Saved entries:
────────────────

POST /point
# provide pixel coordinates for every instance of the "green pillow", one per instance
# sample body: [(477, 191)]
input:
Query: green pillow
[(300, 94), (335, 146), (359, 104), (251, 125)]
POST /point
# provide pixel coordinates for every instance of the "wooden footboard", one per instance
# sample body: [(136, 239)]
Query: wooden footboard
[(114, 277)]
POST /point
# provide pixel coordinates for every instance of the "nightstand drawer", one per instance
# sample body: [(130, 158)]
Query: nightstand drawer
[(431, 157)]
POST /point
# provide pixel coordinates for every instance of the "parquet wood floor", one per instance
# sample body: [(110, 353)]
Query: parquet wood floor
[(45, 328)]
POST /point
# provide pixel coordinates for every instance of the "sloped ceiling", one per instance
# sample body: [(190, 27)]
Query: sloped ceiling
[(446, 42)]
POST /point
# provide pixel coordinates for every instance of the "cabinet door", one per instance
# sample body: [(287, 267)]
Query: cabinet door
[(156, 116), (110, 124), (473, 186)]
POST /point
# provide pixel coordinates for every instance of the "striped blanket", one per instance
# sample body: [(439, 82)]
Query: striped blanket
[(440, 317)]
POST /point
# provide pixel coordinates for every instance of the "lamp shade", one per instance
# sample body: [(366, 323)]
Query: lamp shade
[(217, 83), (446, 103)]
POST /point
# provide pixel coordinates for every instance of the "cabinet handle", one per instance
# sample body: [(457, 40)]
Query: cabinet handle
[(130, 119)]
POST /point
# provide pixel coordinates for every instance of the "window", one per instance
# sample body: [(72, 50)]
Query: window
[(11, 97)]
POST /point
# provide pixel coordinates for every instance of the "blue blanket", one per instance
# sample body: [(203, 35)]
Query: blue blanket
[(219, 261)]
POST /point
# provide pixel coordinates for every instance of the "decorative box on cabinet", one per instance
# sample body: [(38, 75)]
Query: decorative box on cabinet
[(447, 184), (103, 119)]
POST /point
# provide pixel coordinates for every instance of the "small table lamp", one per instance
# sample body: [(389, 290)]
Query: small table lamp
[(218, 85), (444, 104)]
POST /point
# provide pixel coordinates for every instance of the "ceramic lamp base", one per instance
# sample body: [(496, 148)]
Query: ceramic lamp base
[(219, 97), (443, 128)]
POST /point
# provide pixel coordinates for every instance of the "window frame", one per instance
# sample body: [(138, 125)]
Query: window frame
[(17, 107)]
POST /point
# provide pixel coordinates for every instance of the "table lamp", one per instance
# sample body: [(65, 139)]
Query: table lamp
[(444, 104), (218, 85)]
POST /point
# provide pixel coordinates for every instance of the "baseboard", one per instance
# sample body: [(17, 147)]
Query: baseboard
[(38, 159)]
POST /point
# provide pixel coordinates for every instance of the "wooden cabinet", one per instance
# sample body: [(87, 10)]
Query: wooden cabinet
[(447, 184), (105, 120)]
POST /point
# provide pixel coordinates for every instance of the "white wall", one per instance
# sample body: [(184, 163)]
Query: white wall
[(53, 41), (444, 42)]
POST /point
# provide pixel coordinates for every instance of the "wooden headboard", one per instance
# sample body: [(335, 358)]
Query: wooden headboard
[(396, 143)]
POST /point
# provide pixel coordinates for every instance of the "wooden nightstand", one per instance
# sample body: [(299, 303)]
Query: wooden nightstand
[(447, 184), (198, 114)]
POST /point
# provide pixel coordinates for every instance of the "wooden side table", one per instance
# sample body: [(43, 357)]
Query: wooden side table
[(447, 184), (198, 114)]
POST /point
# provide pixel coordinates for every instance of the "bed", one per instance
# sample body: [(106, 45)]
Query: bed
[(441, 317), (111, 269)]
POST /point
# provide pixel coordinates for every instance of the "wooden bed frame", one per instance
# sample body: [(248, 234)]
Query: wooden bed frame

────────────────

■ Problem description:
Exact repetition is required: return every record shown above.

■ Output of the task:
POST /point
# provide pixel coordinates for every instance of the "green pillow", one per instance
# sample body: [(477, 191)]
input:
Query: green pillow
[(300, 94), (335, 146), (359, 104), (251, 125)]
POST /point
# provide pixel coordinates for every instance of the "wooden footboard", one per instance
# sample body: [(136, 239)]
Query: wooden footboard
[(114, 277)]
POST /point
# provide pixel coordinates for every instance of the "nightstand drawer", one per instance
# sample body: [(130, 158)]
Query: nightstand drawer
[(431, 157)]
POST /point
# provide pixel coordinates for every instance of the "parquet wood floor", one per instance
# sample body: [(110, 353)]
Query: parquet wood floor
[(45, 328)]
POST /point
# provide pixel coordinates for every instance of the "sloped ceiling", one per instance
# sample body: [(190, 27)]
Query: sloped ceiling
[(446, 42)]
POST /point
# provide pixel coordinates for every instance of the "cabinet door", one per instance
# sample body: [(287, 267)]
Query: cabinet door
[(156, 116), (110, 124), (473, 186)]
POST /point
# provide pixel coordinates for every instance of the "striped blanket", one per instance
# sample body: [(439, 82)]
Query: striped blanket
[(440, 317)]
POST /point
# provide pixel coordinates for every instance of the "lamp shade", one per instance
# sample body: [(366, 323)]
Query: lamp shade
[(217, 83), (446, 103)]
POST /point
# provide pixel coordinates for every instance of the "cabinet handle", one per instance
# sample body: [(457, 40)]
Query: cabinet handle
[(130, 119)]
POST /point
# provide pixel coordinates for every instance of the "window", one per instance
# sample body: [(72, 50)]
Query: window
[(11, 97)]
POST /point
# provide pixel coordinates for every instance of the "blue blanket", one per instance
# sample body: [(203, 35)]
Query: blue blanket
[(219, 261)]
POST /point
# provide pixel coordinates for every instance of the "decorative box on cabinet", one per instance
# sample body: [(38, 75)]
Query: decorative box on cabinet
[(447, 184), (103, 119)]
POST /point
# provide pixel coordinates for every instance of the "small table lamp", one per instance
# sample body: [(389, 290)]
Query: small table lamp
[(218, 85), (444, 104)]
POST /point
# provide pixel coordinates for every instance of the "ceramic lamp base", one per instance
# sample body: [(496, 148)]
Query: ceramic lamp base
[(219, 97), (443, 128)]
POST /point
# provide pixel coordinates for every instance of the "window frame", one per instance
# sample body: [(138, 125)]
Query: window frame
[(17, 107)]
POST /point
# provide pixel coordinates for every instance of the "table lamp", one per instance
# sample body: [(65, 139)]
Query: table lamp
[(444, 104), (218, 85)]
POST /point
# provide pixel coordinates for every instance of the "baseboard", one per instance
# sample body: [(17, 147)]
Query: baseboard
[(38, 159)]
POST /point
# provide pixel coordinates for every instance of the "wooden cabinet", one per instance
# sample body: [(87, 10)]
Query: wooden cabinet
[(447, 184), (105, 120)]
POST /point
# provide pixel coordinates for every instance of the "white wall", one per instance
# sample body: [(184, 163)]
Query: white wall
[(53, 41), (444, 42)]
POST /point
# provide pixel coordinates for every instance of the "wooden headboard", one per instance
# sample body: [(335, 358)]
Query: wooden headboard
[(396, 143)]
POST /point
# provide pixel coordinates for every instance of the "wooden nightstand", one per instance
# sample body: [(299, 303)]
Query: wooden nightstand
[(447, 184), (198, 114)]
POST /point
# provide pixel coordinates for every instance of the "wooden side table", one per instance
# sample body: [(43, 357)]
Query: wooden side table
[(447, 184), (198, 114)]
POST /point
# provide pixel coordinates for every instance of the "bed", one per instance
# sample body: [(106, 45)]
Query: bed
[(441, 317), (111, 269)]
POST /point
# provide pixel coordinates for every instance of the "wooden bed frame", one per instance
# sample body: [(248, 234)]
Query: wooden bed frame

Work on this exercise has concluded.